— Start Dataset extract —

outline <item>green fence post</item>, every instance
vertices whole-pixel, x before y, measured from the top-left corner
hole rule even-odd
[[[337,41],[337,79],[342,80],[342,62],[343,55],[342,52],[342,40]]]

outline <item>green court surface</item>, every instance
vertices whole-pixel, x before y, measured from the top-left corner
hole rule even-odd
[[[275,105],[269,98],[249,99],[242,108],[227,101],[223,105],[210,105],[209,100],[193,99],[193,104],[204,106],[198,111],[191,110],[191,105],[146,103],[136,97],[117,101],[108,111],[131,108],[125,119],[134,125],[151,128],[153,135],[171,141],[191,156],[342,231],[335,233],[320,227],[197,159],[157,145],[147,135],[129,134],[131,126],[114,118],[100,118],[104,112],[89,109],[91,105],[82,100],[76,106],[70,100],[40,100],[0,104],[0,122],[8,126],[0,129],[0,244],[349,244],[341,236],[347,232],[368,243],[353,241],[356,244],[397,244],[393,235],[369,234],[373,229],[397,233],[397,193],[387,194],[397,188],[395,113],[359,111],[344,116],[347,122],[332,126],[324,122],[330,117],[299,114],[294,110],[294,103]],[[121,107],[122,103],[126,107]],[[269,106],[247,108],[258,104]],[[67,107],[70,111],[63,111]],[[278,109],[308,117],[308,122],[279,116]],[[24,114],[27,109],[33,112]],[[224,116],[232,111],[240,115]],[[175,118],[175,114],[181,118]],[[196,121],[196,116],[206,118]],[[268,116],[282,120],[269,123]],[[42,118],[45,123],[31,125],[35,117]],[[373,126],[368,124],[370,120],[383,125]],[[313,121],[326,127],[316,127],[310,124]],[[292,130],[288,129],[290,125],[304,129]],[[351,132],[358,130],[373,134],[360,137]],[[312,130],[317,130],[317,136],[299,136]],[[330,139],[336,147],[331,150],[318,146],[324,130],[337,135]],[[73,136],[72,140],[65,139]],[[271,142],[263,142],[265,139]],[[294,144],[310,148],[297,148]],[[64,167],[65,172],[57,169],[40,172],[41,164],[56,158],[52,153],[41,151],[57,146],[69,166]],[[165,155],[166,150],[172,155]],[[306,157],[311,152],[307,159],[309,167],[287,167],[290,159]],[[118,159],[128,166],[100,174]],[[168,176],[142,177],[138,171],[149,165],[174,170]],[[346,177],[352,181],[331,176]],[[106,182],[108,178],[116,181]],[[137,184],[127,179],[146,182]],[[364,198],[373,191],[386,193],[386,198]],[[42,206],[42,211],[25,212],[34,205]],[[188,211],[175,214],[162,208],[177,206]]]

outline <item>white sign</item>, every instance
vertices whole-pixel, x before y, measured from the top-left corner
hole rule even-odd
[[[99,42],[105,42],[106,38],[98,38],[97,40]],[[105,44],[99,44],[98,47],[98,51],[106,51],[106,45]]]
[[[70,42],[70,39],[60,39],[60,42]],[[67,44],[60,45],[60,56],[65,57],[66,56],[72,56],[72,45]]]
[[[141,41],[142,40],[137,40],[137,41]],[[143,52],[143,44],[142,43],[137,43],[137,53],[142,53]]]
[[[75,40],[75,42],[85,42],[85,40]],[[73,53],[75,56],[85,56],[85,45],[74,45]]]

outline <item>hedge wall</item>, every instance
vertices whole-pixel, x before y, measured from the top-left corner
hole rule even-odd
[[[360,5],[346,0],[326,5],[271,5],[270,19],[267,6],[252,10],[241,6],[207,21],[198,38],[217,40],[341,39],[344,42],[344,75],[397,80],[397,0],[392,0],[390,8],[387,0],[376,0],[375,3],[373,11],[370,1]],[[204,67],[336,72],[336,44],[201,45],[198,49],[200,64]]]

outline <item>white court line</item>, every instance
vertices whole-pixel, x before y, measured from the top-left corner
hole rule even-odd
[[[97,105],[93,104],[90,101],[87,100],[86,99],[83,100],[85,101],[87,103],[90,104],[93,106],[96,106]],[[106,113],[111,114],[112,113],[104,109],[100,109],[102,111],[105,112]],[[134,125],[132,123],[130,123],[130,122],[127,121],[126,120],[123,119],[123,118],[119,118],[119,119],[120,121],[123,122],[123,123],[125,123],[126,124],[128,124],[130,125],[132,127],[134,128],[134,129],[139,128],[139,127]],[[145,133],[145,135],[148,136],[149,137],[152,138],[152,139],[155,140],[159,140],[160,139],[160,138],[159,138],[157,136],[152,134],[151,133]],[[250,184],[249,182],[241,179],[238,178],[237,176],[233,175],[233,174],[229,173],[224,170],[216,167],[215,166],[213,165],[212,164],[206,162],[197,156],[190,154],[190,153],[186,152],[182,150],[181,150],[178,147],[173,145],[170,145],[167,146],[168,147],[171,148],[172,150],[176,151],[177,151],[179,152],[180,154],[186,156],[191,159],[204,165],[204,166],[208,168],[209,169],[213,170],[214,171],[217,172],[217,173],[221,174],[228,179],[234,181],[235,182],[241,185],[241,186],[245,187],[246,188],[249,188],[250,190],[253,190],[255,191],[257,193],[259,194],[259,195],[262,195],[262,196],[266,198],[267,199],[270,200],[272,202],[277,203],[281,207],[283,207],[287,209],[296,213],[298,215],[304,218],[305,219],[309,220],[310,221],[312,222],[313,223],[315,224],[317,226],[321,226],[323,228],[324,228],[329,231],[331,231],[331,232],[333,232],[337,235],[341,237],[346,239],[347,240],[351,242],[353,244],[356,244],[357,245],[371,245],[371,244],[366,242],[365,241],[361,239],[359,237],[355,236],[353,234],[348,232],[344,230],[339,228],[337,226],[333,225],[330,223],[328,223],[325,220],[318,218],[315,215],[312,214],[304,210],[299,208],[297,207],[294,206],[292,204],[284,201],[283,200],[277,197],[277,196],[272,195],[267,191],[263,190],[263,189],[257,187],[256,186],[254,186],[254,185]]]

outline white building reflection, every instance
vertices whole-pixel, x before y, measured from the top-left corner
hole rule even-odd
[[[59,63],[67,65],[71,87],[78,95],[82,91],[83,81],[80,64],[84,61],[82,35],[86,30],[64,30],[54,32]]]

— End Dataset extract —

*Aim of the exercise*: Rewrite every line, requests included, starting at the line containing "outline white building" and ending at the last line of the rows. Multiply each vertex coordinate in the polygon outlines by 2.35 and round it to a whole number, rounding halves up.

*Solution to this exercise*:
outline white building reflection, every instance
vertices whole-pixel, x before y, measured from the top-left corner
hole rule even-odd
[[[139,148],[157,153],[167,204],[183,223],[193,214],[195,190],[188,150],[197,143],[193,82],[202,71],[150,71],[127,75]]]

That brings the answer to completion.